--- begin ---
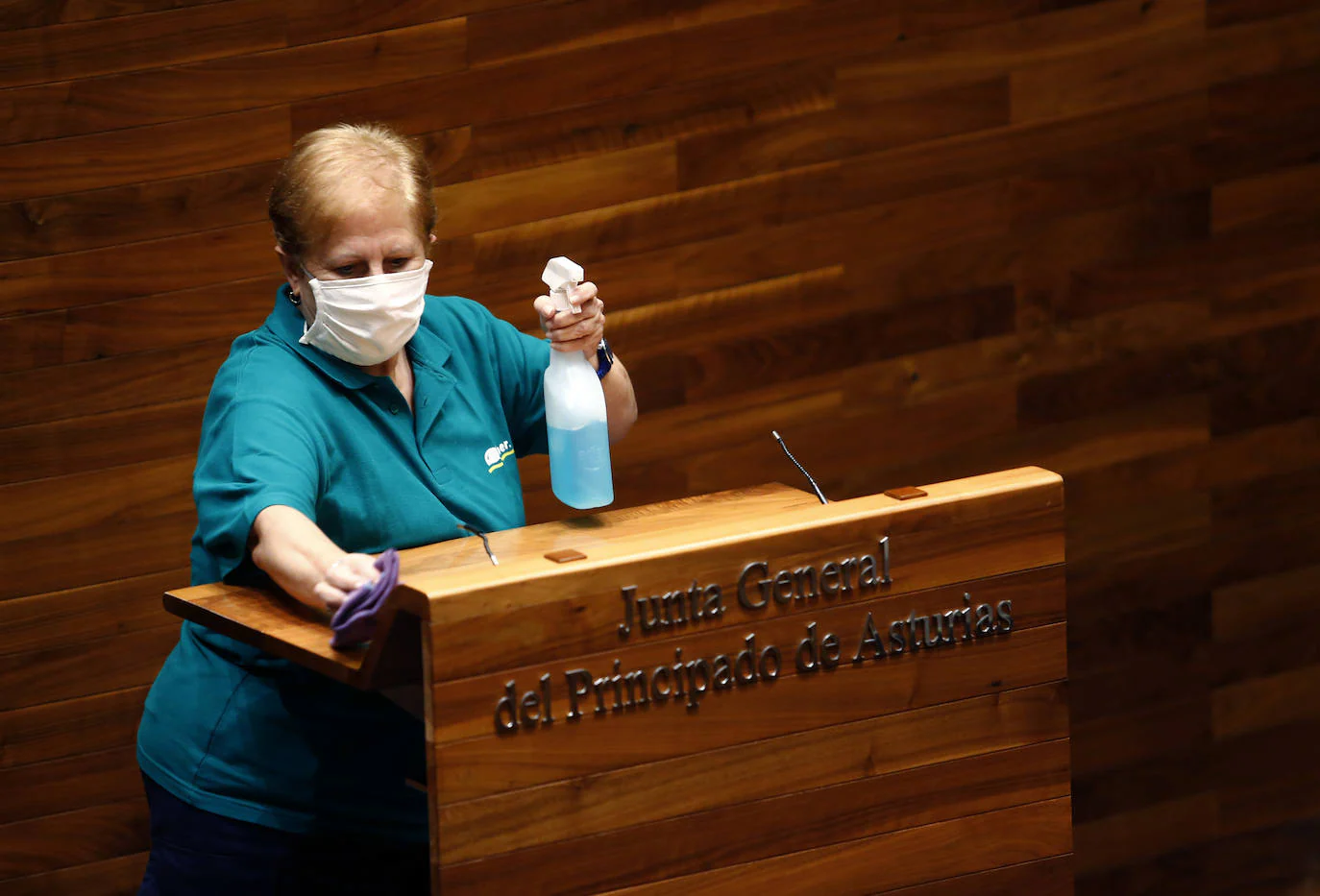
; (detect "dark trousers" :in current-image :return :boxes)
[137,775,430,896]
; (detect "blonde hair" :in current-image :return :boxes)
[268,124,435,258]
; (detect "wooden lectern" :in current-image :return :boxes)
[165,467,1073,896]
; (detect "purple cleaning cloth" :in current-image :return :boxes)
[330,547,399,650]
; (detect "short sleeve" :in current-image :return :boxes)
[490,315,550,456]
[193,381,322,579]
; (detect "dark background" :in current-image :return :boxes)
[0,0,1320,896]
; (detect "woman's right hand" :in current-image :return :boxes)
[314,554,380,613]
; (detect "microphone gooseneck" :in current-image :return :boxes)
[770,429,829,504]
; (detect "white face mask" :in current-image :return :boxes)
[299,260,430,367]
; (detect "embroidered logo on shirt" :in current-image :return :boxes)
[486,440,513,472]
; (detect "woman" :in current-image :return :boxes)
[138,126,636,896]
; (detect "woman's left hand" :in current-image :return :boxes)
[533,282,604,364]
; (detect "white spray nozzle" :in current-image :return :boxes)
[541,254,582,313]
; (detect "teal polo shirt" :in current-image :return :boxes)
[137,286,550,840]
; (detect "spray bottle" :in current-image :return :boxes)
[541,256,614,509]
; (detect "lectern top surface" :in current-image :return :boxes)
[402,467,1060,599]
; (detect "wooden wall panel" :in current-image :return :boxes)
[0,0,1320,896]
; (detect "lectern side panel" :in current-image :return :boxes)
[434,624,1065,804]
[431,507,1063,681]
[607,797,1072,896]
[442,739,1068,896]
[427,472,1072,896]
[440,684,1068,861]
[431,566,1065,745]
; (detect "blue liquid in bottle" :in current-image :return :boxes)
[548,419,614,511]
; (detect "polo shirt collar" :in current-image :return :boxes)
[265,283,452,389]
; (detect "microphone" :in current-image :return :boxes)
[770,430,829,504]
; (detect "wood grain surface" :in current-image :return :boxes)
[0,0,1320,896]
[164,467,1072,893]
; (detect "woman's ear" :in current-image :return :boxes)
[275,244,306,299]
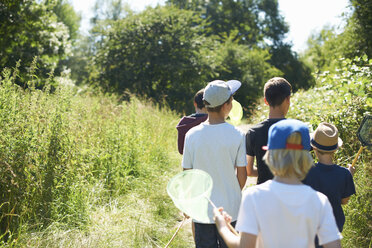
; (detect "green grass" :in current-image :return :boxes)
[250,58,372,248]
[0,56,372,248]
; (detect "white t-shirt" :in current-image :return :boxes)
[236,180,342,248]
[182,122,247,223]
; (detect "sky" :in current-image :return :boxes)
[70,0,349,53]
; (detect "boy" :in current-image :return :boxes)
[182,80,247,248]
[176,89,208,155]
[246,77,292,184]
[214,120,342,248]
[304,122,355,246]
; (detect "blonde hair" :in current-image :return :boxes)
[263,132,313,180]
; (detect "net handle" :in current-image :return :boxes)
[351,146,364,167]
[205,196,239,236]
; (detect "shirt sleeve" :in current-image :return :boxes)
[245,129,256,157]
[235,134,247,167]
[342,169,355,198]
[236,189,259,235]
[317,196,342,245]
[182,134,193,169]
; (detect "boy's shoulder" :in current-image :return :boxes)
[247,119,283,135]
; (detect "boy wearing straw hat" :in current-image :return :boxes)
[182,80,247,248]
[303,122,355,247]
[214,120,342,248]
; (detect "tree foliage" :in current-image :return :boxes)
[0,0,79,86]
[302,0,372,73]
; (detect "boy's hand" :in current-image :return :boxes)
[347,164,356,176]
[213,207,231,229]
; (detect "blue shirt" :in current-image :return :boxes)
[303,163,355,232]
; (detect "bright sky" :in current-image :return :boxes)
[71,0,349,52]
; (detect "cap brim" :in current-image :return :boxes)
[310,137,343,152]
[226,80,242,94]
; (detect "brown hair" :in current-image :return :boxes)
[263,132,313,180]
[264,77,292,107]
[194,89,205,109]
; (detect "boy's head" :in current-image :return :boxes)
[194,89,205,109]
[203,80,241,112]
[264,77,292,107]
[311,122,342,154]
[263,119,313,180]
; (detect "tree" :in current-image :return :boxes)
[93,7,209,110]
[0,0,73,86]
[167,0,314,90]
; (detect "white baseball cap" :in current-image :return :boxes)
[203,80,242,108]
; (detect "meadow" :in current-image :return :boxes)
[0,55,372,248]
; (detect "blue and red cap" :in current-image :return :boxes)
[262,119,311,151]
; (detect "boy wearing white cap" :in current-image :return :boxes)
[214,119,342,248]
[182,80,247,248]
[303,122,355,247]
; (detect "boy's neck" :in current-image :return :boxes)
[207,112,226,125]
[269,106,286,119]
[314,149,334,165]
[195,107,207,114]
[274,176,302,185]
[318,155,333,165]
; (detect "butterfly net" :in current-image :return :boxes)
[167,169,213,223]
[229,99,243,126]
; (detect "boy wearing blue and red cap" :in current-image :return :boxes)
[214,120,342,248]
[182,80,247,248]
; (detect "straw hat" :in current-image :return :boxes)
[310,122,342,152]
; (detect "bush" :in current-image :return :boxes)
[0,64,182,246]
[251,56,372,247]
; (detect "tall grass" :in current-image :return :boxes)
[251,57,372,248]
[0,64,190,247]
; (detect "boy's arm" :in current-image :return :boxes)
[341,196,350,205]
[323,240,341,248]
[246,155,258,177]
[236,167,247,189]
--- end ---
WORK INSTRUCTIONS: Count the lines in the items above that contain the string "sleeve". Give only the number.

SOLUTION TO THIS EXERCISE: 2